:: TO BE DONE ::
State how many lines in the data below contain the string "distant", treating uppercase and lowercase letters as different. Reply with the number only.

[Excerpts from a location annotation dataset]
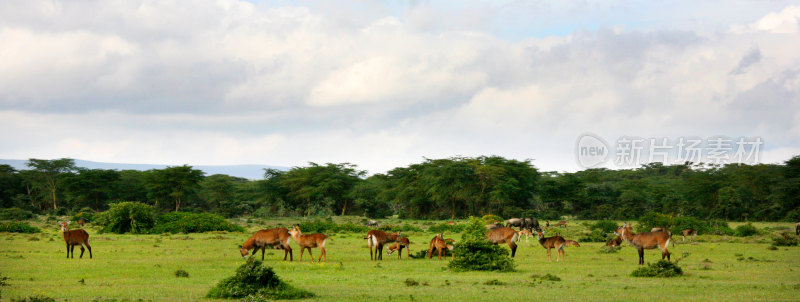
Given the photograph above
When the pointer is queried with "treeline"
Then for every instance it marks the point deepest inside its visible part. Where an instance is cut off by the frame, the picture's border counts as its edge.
(433, 189)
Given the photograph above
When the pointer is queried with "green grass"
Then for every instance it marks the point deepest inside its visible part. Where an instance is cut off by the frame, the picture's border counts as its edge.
(143, 267)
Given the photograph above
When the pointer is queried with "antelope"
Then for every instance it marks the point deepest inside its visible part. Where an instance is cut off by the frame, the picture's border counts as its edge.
(399, 245)
(277, 238)
(556, 242)
(504, 235)
(378, 239)
(527, 233)
(73, 238)
(439, 243)
(309, 241)
(614, 242)
(692, 232)
(649, 240)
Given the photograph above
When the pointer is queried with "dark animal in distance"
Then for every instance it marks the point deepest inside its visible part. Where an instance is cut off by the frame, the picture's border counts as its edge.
(309, 241)
(277, 238)
(504, 235)
(648, 240)
(73, 238)
(377, 239)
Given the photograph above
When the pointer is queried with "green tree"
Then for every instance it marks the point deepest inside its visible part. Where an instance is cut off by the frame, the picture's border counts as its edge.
(49, 174)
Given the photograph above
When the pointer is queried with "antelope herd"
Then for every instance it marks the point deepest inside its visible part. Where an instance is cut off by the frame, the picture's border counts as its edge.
(278, 238)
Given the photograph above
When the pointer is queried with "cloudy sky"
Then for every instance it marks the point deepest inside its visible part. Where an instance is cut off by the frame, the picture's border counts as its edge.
(383, 84)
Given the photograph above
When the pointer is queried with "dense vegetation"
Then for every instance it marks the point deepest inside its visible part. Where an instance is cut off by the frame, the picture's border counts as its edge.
(433, 189)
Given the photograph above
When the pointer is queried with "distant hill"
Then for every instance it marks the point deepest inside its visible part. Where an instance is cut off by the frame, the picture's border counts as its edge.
(244, 171)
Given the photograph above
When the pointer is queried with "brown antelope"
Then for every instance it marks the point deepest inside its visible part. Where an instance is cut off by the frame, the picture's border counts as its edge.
(614, 242)
(649, 240)
(378, 239)
(439, 243)
(309, 241)
(277, 238)
(504, 235)
(556, 242)
(527, 233)
(689, 232)
(399, 246)
(73, 238)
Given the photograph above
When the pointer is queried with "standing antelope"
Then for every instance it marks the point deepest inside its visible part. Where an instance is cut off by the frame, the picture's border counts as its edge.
(439, 243)
(378, 239)
(692, 232)
(556, 242)
(73, 238)
(400, 245)
(504, 235)
(527, 233)
(649, 240)
(277, 238)
(309, 241)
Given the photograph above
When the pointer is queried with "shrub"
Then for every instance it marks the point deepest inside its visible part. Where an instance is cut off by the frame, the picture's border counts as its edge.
(182, 222)
(746, 230)
(785, 239)
(446, 228)
(127, 217)
(15, 214)
(18, 227)
(662, 269)
(253, 280)
(475, 253)
(604, 226)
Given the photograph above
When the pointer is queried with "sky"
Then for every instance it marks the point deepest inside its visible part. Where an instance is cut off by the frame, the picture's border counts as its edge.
(384, 84)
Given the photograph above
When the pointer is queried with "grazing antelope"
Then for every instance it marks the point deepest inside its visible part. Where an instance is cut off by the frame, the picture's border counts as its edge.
(309, 241)
(649, 240)
(556, 242)
(692, 232)
(398, 246)
(439, 243)
(277, 238)
(527, 233)
(504, 235)
(378, 239)
(614, 242)
(73, 238)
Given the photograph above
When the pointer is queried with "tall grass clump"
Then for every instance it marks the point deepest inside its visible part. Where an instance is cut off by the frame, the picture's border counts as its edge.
(661, 269)
(475, 253)
(253, 281)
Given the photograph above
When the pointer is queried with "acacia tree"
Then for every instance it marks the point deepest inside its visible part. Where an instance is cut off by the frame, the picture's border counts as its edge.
(173, 183)
(48, 174)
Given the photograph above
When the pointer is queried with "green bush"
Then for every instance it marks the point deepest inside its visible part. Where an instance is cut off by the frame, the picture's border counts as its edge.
(255, 281)
(446, 228)
(604, 226)
(662, 268)
(18, 227)
(475, 253)
(746, 230)
(15, 214)
(183, 222)
(785, 239)
(127, 217)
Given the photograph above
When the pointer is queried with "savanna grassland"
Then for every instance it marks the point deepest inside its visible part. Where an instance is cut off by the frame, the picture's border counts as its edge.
(132, 267)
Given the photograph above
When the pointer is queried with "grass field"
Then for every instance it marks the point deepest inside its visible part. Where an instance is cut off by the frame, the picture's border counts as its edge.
(132, 267)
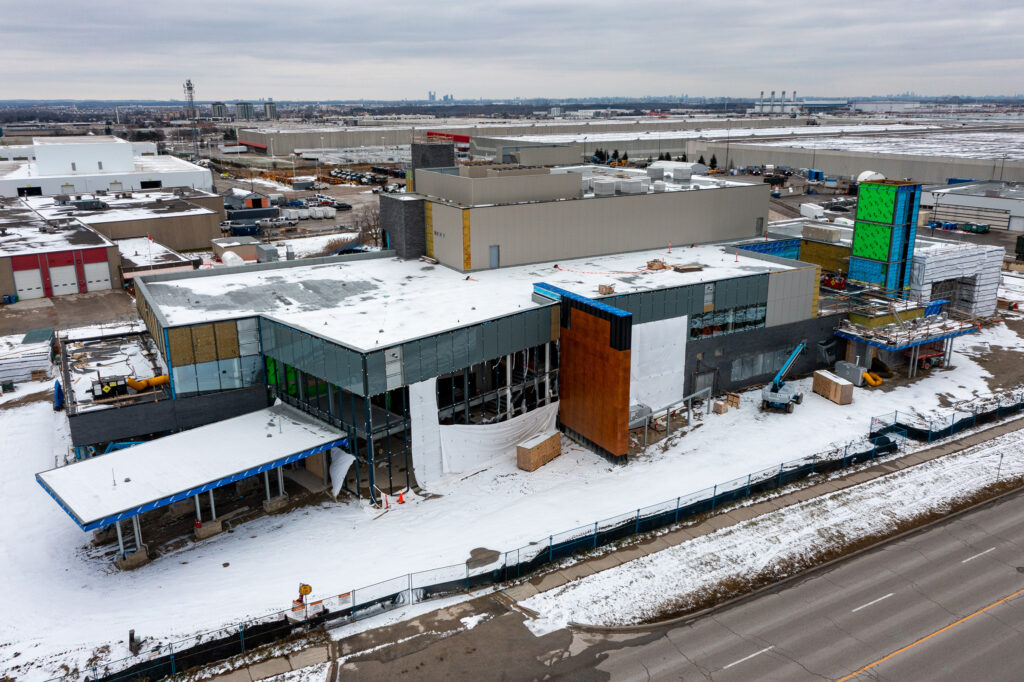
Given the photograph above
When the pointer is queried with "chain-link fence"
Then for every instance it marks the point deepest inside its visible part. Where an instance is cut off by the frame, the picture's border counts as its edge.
(166, 659)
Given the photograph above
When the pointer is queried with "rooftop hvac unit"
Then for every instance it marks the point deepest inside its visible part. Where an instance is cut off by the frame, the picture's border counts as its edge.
(604, 187)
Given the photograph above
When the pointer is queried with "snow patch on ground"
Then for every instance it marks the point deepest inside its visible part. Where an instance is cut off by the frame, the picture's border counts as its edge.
(70, 599)
(641, 589)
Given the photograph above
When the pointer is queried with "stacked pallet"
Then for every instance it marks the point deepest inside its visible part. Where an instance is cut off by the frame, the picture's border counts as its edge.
(538, 451)
(834, 387)
(27, 361)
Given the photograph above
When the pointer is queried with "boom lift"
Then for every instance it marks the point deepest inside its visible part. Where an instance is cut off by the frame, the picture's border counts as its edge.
(778, 394)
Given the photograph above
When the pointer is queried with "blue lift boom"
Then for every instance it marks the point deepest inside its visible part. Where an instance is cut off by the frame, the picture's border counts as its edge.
(778, 394)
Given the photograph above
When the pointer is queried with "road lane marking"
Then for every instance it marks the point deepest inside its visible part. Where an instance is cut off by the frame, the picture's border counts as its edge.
(870, 602)
(736, 663)
(990, 549)
(928, 637)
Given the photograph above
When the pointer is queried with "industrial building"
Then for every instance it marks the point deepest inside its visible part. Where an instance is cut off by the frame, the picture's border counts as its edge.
(93, 163)
(180, 218)
(388, 372)
(41, 257)
(485, 216)
(998, 205)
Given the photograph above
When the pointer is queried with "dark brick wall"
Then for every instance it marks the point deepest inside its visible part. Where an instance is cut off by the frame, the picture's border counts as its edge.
(404, 222)
(783, 337)
(139, 420)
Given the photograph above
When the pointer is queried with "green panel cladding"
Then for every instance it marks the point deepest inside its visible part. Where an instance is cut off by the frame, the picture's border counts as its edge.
(871, 241)
(876, 203)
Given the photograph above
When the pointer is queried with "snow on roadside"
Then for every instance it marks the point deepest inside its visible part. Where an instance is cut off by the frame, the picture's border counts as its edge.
(641, 589)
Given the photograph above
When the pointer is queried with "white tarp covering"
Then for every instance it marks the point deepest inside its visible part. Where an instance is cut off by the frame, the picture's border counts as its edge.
(426, 431)
(341, 462)
(657, 363)
(466, 448)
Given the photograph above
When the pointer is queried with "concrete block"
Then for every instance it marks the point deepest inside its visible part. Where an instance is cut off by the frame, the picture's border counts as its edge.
(310, 656)
(274, 505)
(208, 529)
(133, 560)
(266, 669)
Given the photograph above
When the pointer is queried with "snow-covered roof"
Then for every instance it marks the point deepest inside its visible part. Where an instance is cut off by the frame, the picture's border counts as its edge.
(26, 231)
(100, 491)
(127, 206)
(371, 303)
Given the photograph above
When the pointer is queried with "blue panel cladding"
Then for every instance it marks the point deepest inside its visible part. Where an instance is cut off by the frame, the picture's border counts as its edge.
(781, 248)
(868, 271)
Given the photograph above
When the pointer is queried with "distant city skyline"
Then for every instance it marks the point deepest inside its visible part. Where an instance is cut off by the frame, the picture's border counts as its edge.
(323, 50)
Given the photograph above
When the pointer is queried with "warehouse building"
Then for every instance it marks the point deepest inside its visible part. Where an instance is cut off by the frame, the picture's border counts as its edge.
(179, 217)
(41, 257)
(998, 205)
(93, 163)
(486, 216)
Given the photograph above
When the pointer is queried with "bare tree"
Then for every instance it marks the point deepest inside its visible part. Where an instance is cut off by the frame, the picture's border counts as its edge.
(369, 223)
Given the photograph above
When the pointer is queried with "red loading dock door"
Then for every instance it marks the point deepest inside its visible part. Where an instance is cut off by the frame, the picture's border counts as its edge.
(96, 269)
(64, 278)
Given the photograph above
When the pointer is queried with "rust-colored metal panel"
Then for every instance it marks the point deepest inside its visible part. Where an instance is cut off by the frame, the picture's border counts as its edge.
(595, 383)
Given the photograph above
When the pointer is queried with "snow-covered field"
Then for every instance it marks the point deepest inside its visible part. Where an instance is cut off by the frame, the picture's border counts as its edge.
(965, 144)
(62, 602)
(639, 590)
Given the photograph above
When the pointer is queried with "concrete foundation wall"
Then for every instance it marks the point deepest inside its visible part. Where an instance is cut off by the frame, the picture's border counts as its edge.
(719, 353)
(139, 420)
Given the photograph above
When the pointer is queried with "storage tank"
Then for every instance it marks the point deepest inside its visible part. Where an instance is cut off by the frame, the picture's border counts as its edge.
(604, 186)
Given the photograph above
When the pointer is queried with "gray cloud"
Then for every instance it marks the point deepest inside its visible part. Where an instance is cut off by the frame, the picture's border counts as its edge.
(323, 49)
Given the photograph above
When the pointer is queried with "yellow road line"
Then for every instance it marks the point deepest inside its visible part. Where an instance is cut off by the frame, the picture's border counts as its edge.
(928, 637)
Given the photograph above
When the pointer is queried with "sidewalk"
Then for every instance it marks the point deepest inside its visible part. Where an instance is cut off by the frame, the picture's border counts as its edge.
(445, 622)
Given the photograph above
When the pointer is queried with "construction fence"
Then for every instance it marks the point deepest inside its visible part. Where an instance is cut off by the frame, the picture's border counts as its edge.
(167, 659)
(965, 416)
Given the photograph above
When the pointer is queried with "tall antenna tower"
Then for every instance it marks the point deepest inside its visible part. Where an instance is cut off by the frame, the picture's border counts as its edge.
(194, 115)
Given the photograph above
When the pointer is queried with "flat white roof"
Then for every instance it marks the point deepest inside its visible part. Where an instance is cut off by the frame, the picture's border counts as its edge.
(102, 489)
(380, 302)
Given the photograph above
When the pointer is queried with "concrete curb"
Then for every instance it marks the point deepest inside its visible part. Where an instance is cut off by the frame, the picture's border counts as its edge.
(785, 582)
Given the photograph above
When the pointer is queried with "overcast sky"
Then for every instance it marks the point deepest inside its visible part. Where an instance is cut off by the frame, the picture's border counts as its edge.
(393, 49)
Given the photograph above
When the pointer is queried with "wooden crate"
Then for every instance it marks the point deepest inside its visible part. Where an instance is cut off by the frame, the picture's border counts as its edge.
(834, 387)
(538, 451)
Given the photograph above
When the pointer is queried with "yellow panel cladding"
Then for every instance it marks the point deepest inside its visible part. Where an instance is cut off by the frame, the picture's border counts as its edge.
(467, 260)
(428, 214)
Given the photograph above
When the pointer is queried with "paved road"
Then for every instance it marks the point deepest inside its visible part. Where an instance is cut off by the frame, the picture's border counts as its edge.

:: THE REPLY ::
2